::: Record set

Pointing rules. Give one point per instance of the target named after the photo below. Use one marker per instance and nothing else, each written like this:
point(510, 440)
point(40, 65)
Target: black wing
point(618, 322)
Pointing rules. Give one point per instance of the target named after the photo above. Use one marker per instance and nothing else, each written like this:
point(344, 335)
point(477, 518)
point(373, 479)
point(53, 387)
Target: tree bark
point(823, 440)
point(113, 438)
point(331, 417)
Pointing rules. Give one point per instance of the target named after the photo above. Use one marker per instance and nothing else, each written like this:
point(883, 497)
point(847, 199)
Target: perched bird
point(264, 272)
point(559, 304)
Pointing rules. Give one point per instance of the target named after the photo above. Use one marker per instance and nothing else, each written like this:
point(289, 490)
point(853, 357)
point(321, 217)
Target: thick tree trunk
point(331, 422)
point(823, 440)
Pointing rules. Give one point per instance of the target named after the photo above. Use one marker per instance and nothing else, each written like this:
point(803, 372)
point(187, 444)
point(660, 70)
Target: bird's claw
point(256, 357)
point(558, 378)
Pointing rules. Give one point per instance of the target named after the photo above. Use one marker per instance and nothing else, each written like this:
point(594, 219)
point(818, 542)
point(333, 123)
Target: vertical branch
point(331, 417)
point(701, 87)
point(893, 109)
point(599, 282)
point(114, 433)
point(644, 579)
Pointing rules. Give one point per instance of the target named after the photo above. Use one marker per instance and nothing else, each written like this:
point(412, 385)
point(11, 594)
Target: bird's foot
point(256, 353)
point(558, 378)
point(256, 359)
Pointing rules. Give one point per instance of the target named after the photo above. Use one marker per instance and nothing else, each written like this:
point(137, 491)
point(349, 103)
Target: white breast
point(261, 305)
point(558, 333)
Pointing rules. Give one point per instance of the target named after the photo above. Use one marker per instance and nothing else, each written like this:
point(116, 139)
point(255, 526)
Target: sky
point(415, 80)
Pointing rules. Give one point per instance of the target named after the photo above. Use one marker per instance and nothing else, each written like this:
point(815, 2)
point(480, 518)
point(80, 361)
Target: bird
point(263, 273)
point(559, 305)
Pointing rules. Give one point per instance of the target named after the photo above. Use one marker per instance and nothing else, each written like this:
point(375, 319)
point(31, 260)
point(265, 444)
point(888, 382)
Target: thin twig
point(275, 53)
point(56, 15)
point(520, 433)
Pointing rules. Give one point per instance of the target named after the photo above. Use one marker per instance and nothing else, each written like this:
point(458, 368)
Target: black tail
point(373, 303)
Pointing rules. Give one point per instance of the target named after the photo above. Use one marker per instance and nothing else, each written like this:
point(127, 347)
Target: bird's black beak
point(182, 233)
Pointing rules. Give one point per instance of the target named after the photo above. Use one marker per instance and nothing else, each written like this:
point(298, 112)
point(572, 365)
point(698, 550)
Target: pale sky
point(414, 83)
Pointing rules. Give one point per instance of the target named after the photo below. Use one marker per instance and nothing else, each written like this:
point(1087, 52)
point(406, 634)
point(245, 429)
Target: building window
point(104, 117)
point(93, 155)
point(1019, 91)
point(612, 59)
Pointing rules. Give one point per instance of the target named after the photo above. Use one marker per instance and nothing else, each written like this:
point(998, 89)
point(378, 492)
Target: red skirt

::::::

Task prompt: Swap "marker" for "dot" everywhere it occurs in the records above, and write out all the records again with nothing else changed.

Answer to the exercise:
Pointing rules. Give one point per instance of the target named after the photo below. Use one dot per instance and nothing else, each written like this:
point(510, 440)
point(40, 65)
Target: black wing
point(618, 322)
Pointing rules. Give one point per instance of the target named after the photo above. Use one dot per instance and nothing else, each written like this:
point(344, 335)
point(477, 518)
point(373, 479)
point(53, 387)
Target: tree bark
point(823, 440)
point(113, 438)
point(331, 417)
Pointing rules. Give one point per instance of the target named after the photo above. Use one dot per instance and nothing else, each written like this:
point(883, 497)
point(847, 199)
Target: perched bird
point(264, 272)
point(559, 304)
Pointing rules. Give one point per instance of the target named after the photo above. Use one dot per instance and nothing else, each written like this:
point(289, 490)
point(853, 357)
point(321, 217)
Target: thick tree trunk
point(331, 422)
point(823, 440)
Pointing rules. Give one point per instance of the target named after the photo above. Use one dot per instance and nothing else, each written like this:
point(803, 372)
point(187, 444)
point(660, 70)
Target: bird's claw
point(256, 357)
point(558, 378)
Pointing rules. Give one point per instance of the target named after the photo above. Use one dot per instance and nothing else, each written like this:
point(594, 219)
point(818, 542)
point(333, 123)
Target: vertical branch
point(331, 417)
point(701, 87)
point(893, 109)
point(599, 282)
point(114, 433)
point(644, 579)
Pointing rules. Give one point per instance of the target named after the photo above. Use one dot per instance and nothing else, each written like this:
point(412, 385)
point(11, 594)
Target: bird's foot
point(256, 353)
point(558, 378)
point(256, 359)
Pointing rules. Give one point per instance of the target named after the photo above. Use one dot per instance and nothing else, each written like this:
point(137, 491)
point(349, 103)
Target: white breast
point(261, 305)
point(558, 333)
Pointing rules. Give one point per instance of the target named after the photo above. Use one dot per instance and nothing else, each written like this:
point(116, 139)
point(255, 526)
Target: sky
point(415, 80)
Pointing rules. Give one point per instance of the target named after the photo above. Use one dot per instance and nothing else, each written like this:
point(815, 2)
point(480, 518)
point(80, 361)
Target: bird
point(263, 273)
point(559, 305)
Pointing rules. Give one point per instance of the target named after the photo above. Use one dot per instance and nothing else, each written like this:
point(375, 319)
point(31, 260)
point(265, 444)
point(888, 382)
Target: thin twig
point(275, 53)
point(56, 15)
point(520, 433)
Pointing rules. Give one point per instance of the target named after the photo above. Use one dot per instance and nothing else, each written like this:
point(458, 368)
Target: black tail
point(373, 303)
Pointing rules. Give one point per instance of the target named after the photo above. Use one dot per instance and nothing else, each written like this:
point(127, 347)
Target: bird's black beak
point(182, 233)
Pointing rules. Give one point per instance of the target named after the photo above. Use one dot per instance and nothing else, each written like this:
point(298, 112)
point(572, 365)
point(698, 550)
Target: pale sky
point(414, 83)
Pointing rules. Give one point per instance of the target named after the photo below. Use one dot per instance and nothing else, each written like this:
point(1087, 52)
point(406, 634)
point(245, 429)
Target: building window
point(104, 117)
point(93, 155)
point(1019, 91)
point(612, 59)
Pointing rules. Give one point per instance of the target named after the photo above. Use one dot per instance and nothing else, each written like this:
point(998, 89)
point(378, 492)
Target: red skirt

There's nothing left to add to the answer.